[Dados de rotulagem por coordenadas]
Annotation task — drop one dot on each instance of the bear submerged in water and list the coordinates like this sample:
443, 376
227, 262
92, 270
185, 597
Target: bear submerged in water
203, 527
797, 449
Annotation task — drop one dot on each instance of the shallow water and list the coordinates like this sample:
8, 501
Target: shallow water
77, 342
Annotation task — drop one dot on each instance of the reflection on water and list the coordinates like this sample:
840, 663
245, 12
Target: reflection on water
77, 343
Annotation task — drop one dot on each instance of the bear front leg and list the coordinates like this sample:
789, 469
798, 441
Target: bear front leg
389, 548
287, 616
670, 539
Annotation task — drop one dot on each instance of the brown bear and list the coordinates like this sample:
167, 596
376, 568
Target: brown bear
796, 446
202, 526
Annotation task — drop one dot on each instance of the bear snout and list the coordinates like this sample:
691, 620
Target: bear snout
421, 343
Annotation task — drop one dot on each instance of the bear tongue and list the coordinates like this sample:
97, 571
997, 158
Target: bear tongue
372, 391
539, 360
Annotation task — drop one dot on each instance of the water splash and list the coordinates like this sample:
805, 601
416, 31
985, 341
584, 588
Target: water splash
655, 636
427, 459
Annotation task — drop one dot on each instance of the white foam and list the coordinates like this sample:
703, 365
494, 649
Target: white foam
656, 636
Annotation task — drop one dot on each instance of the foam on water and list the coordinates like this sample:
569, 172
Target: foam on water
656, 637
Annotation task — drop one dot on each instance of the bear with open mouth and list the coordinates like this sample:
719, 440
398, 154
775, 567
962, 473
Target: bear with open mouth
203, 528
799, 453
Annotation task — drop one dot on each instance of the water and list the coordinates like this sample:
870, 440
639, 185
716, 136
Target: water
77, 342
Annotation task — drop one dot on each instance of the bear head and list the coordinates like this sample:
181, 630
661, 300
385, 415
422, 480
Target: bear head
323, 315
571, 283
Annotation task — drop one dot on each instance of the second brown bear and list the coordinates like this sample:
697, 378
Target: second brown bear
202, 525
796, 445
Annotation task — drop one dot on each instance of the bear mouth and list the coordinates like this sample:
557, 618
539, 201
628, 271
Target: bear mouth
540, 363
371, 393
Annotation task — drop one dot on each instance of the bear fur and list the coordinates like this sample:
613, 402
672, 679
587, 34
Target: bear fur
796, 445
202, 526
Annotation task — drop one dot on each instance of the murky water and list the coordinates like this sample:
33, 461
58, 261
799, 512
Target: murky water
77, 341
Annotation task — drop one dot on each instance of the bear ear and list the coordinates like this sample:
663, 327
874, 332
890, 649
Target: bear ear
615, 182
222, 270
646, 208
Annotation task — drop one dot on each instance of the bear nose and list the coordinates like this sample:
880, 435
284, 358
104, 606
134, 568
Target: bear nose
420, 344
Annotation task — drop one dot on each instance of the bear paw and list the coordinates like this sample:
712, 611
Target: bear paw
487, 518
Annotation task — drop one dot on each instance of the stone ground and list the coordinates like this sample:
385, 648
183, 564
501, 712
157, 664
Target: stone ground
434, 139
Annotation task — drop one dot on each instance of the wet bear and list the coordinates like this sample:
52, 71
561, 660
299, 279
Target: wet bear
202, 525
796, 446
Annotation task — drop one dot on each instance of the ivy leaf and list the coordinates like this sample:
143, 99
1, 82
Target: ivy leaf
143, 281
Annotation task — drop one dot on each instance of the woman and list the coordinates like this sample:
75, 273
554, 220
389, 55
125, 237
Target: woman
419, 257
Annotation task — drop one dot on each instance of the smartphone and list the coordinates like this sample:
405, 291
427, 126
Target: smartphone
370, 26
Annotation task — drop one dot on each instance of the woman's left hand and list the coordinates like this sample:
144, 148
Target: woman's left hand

INSTRUÇÃO ESCRITA:
Pode reescrever os itens que começam na linha com "of the smartphone" e vão até o fim, substituindo "drop one dot" por "place a single marker" e mantendo todo o resto inalterado?

RESPOSTA CORRETA:
Annotation task — place a single marker on each instance of the smartphone and list the coordinates like this sample:
405, 291
427, 126
Target: smartphone
370, 26
Annotation task — place a single marker on each instance of the woman's left hand and list the coordinates like this sample:
144, 148
Target: woman's left hand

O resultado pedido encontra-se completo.